PROVIDED TEXT
We just need a threshold to identify what are truly great matches which is dependent on the dataset itself.

Test Data

Let us create a test table out of the example values above manually:

CREATE TABLE featurevector1 AS SELECT *
FROM (
    SELECT 'iPad' AS ProductName
    UNION ALL
    SELECT 'iPhone'
    UNION ALL
    SELECT 'iWatch'
     UNION ALL
    SELECT 'iPad Mini'
);
SELECT * FROM featurevector1;

Just to make sure we understand the SQL code:

  • CREATE TEMP TABLE featurevector1 AS: This statement creates a temporary table named featurevector1. Temporary tables are typically only accessible within the current session and are automatically dropped at the end of the session.

  • SELECT * FROM (...): This part of the code is a subquery used to generate the data that will be inserted into the featurevector1 table.

  • Inside the subquery, there are multiple SELECT statements combined using UNION ALL. Each SELECT statement generates one row of data with the specified values for the 'ProductName' column.

    • SELECT 'iPad' AS ProductName: This generates a row with the value 'iPad' in the 'ProductName' column.

    • SELECT 'iPhone': This generates a row with the value 'iPhone' in the 'ProductName' column.

    • And so on.

The result will be:

Similarly, we can also create the second feature vector that looks like the following:

CREATE TABLE featurevector2 AS SELECT *
FROM (
    SELECT 'iPad' AS ProductName
    UNION ALL
    SELECT 'iPhone'
    UNION ALL
    SELECT 'Macbook Pro'
);
SELECT * FROM featurevector2;

Old Fashioned Tokenization

Tokenization or text splitting is the process of taking text (such as a sentence) and breaking it into individual terms (usually words).

In our case, we need to do several things:

  1. We will assume that whitespaces do not contribute to the similarity measure and we will get rid of them in our feature vectors.

  2. If there are duplicates present in the feature vector, they waste computation. We should get rid of them.

  3. We will need to extract tokens of 2 characters, also called as a 2-gram or bigram. In our case, we will assume that they are overlapping.

In each of the steps, we will keep adding the processed columns right next to the feature vector for illustration purposes only.

Deduplication

We will use the DISTINCT clause to remove duplicates

SELECT DISTINCT(ProductName) AS featurevector1_distinct FROM featurevector1
SELECT DISTINCT(ProductName) AS featurevector2_distinct FROM featurevector2

In our example, this is trivial as there no duplicates.

Removing Whitespaces

To remove whitespaces that we have in our example, use the following:

SELECT DISTINCT(ProductName) AS featurevector1_distinct, replace(ProductName, ' ', '') AS featurevector1_nospaces FROM featurevector1

replace(ProductName, ' ', '') AS featurevector1_nospaces: In this part of the query, it takes the "ProductName" column from the "featurevector1" table and uses the REPLACE function. The REPLACE function replaces all occurrences of a space (' ') with an empty string (''). This effectively removes all spaces from the "ProductName" values. The result is aliased as "featurevector1_nospaces."

RAW DATA
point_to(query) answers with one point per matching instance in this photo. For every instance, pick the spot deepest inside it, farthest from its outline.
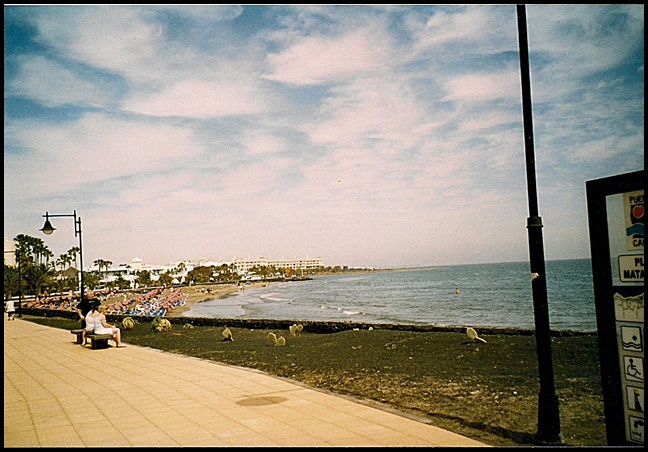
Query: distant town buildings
(180, 269)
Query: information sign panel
(615, 214)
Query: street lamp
(48, 229)
(17, 258)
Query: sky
(369, 136)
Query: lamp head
(48, 228)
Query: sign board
(616, 224)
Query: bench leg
(99, 343)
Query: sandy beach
(199, 293)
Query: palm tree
(100, 263)
(37, 276)
(10, 281)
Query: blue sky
(365, 135)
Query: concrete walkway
(59, 394)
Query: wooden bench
(96, 340)
(79, 334)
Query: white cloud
(200, 99)
(53, 84)
(317, 60)
(485, 87)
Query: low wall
(311, 326)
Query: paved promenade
(59, 394)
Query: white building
(180, 269)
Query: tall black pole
(48, 229)
(19, 284)
(548, 406)
(77, 229)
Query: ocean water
(497, 295)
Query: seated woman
(89, 321)
(101, 325)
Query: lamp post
(548, 404)
(48, 229)
(17, 258)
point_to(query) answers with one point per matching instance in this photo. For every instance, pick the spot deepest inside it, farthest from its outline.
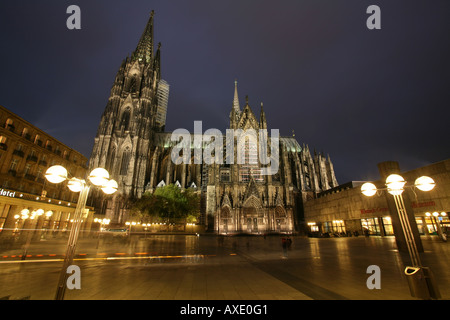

AIM
Rewrite the stretch of the SQL tutorial from "Just to make" through "value 'iPhone' in the 'ProductName' column.", putting "inner query" in place of "subquery".

EXERCISE RESULT
Just to make sure we understand the SQL code:

  • CREATE TEMP TABLE featurevector1 AS: This statement creates a temporary table named featurevector1. Temporary tables are typically only accessible within the current session and are automatically dropped at the end of the session.

  • SELECT * FROM (...): This part of the code is a inner query used to generate the data that will be inserted into the featurevector1 table.

  • Inside the inner query, there are multiple SELECT statements combined using UNION ALL. Each SELECT statement generates one row of data with the specified values for the 'ProductName' column.

    • SELECT 'iPad' AS ProductName: This generates a row with the value 'iPad' in the 'ProductName' column.

    • SELECT 'iPhone': This generates a row with the value 'iPhone' in the 'ProductName' column.